## What is expected
Here are some records. Copy each one exactly.

Annotation records
++++++++++
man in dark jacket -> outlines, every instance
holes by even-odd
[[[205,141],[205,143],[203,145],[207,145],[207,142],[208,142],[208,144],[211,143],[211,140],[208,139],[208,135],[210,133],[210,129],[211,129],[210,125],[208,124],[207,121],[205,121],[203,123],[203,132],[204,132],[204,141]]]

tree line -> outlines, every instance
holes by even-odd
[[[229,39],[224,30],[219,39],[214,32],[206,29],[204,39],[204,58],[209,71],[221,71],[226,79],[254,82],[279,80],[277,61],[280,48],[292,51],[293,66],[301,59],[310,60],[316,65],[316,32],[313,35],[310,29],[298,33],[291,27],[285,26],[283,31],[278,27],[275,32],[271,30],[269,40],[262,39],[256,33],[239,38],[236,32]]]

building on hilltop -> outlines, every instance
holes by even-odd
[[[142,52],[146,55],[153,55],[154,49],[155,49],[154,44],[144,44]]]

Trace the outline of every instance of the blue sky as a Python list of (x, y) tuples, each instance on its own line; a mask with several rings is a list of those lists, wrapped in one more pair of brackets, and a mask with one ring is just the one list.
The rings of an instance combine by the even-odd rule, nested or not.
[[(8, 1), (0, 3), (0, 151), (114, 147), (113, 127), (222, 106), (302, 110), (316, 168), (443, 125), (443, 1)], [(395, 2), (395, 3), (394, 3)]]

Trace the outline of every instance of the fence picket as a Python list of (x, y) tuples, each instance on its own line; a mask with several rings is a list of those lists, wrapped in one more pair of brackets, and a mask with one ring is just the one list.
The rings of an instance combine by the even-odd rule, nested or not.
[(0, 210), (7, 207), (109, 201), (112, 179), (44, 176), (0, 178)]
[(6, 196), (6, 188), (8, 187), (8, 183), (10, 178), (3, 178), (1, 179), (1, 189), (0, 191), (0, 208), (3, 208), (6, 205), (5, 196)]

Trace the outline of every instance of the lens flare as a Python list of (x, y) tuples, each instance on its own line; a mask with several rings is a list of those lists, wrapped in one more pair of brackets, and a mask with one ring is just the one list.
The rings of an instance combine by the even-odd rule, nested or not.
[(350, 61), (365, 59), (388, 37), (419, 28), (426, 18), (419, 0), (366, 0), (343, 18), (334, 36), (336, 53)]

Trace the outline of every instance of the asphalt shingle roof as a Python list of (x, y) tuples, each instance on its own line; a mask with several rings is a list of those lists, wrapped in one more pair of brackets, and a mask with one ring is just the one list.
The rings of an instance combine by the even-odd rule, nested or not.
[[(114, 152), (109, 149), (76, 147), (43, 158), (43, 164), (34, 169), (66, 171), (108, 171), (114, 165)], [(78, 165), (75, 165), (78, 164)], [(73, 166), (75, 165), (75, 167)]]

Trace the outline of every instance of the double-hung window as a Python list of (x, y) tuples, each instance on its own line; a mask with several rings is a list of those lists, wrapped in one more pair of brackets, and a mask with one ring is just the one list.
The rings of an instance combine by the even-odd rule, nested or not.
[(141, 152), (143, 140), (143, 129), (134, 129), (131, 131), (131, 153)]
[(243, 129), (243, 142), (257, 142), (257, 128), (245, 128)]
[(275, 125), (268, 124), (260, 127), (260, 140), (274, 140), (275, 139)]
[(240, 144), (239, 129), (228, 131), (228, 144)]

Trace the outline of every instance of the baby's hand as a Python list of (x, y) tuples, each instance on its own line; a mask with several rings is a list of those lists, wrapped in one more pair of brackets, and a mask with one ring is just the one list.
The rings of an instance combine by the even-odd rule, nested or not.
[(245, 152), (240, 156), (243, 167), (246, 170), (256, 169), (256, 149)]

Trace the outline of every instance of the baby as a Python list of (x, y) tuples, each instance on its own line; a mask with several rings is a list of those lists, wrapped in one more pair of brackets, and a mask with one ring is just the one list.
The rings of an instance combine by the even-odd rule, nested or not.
++++++++++
## Exercise answer
man in dark jacket -> outlines, every instance
holes by even-odd
[[[205,141],[205,143],[203,145],[207,145],[207,142],[208,142],[208,144],[211,143],[211,140],[208,139],[208,135],[210,133],[210,129],[211,129],[210,125],[208,124],[207,121],[205,121],[203,123],[203,132],[204,132],[204,141]]]

tree line -> outlines, every instance
holes by even-odd
[[[229,39],[224,30],[219,39],[214,32],[206,29],[204,39],[204,58],[209,71],[221,71],[226,79],[254,82],[279,80],[277,61],[280,48],[292,51],[293,66],[301,59],[310,60],[316,65],[316,32],[313,35],[310,29],[298,33],[291,27],[285,26],[283,31],[278,27],[275,32],[271,30],[269,40],[262,39],[256,33],[239,38],[236,32]]]

building on hilltop -> outlines, every instance
holes by even-odd
[[[142,52],[146,55],[153,55],[154,49],[155,49],[154,44],[144,44]]]

Trace the outline of every instance of the blue sky as a Python list of (x, y) tuples, each instance on its own line; a mask with several rings is a list of those lists, wrapped in one more pair of brackets, and a mask with one ring is just the one list.
The rings of an instance combine by the even-odd rule, nested or not.
[[(8, 1), (0, 3), (0, 151), (114, 147), (113, 127), (222, 106), (302, 110), (316, 168), (443, 125), (443, 1)], [(395, 2), (395, 3), (394, 3)]]

Trace the outline of every instance of the fence picket as a Python list of (x, y) tuples, each instance on its own line; a mask with several rings is a list of those lists, wrapped in one more pair of brackets, and a mask with one ring is just the one list.
The rings of an instance combine by the even-odd rule, nested or not.
[(0, 210), (7, 207), (109, 201), (112, 179), (44, 176), (0, 178)]
[(6, 196), (6, 188), (8, 187), (8, 183), (10, 178), (3, 178), (1, 179), (1, 189), (0, 191), (0, 208), (3, 208), (6, 205), (5, 196)]

Trace the outline of every instance of the lens flare as a Python list of (x, y) tuples, each instance on its own line; a mask with several rings is a list of those lists, wrapped in one more pair of brackets, and a mask with one ring is just the one list.
The rings of an instance combine by the even-odd rule, nested or not.
[(350, 61), (365, 59), (388, 37), (419, 28), (426, 18), (419, 0), (366, 0), (343, 18), (334, 36), (336, 53)]

Trace the outline of every instance of the asphalt shingle roof as a Python list of (x, y) tuples, each instance on its own line; a mask with several rings is a list of those lists, wrapped in one more pair of brackets, and a mask with one ring is just the one list.
The rings of an instance combine by the even-odd rule, nested or not.
[[(114, 152), (109, 149), (76, 147), (43, 158), (43, 164), (34, 169), (66, 171), (108, 171), (114, 165)], [(78, 165), (75, 165), (78, 164)], [(73, 166), (75, 165), (75, 167)]]

Trace the outline of every instance of the double-hung window as a Python list of (x, y) tuples, each instance on its own line; a mask with several rings is a list of those lists, wrapped in one more pair of brackets, and a mask with one ring is just the one list.
The rings of an instance combine by the even-odd rule, nested or not.
[(141, 152), (143, 140), (143, 129), (134, 129), (131, 131), (131, 153)]
[(243, 129), (243, 142), (257, 142), (257, 128), (245, 128)]
[(275, 125), (268, 124), (260, 127), (260, 140), (274, 140), (275, 139)]
[(240, 144), (239, 129), (228, 131), (228, 144)]

Trace the outline of every instance of the baby's hand as a Python list of (x, y) tuples, each instance on its own line; a mask with several rings is a list of those lists, wrapped in one more pair of brackets, and a mask with one ring is just the one list.
The rings of an instance combine by the even-odd rule, nested or not.
[(245, 152), (240, 156), (243, 167), (246, 170), (256, 169), (256, 149)]

Trace the outline of every instance of the baby as a Python list of (x, y) tuples, each instance on its own line; a mask with several rings is a list of those lists, wrapped in one more pair of brackets, and a mask with one ring is just the one list.
The rings of an instance combine by the even-odd rule, nested or not.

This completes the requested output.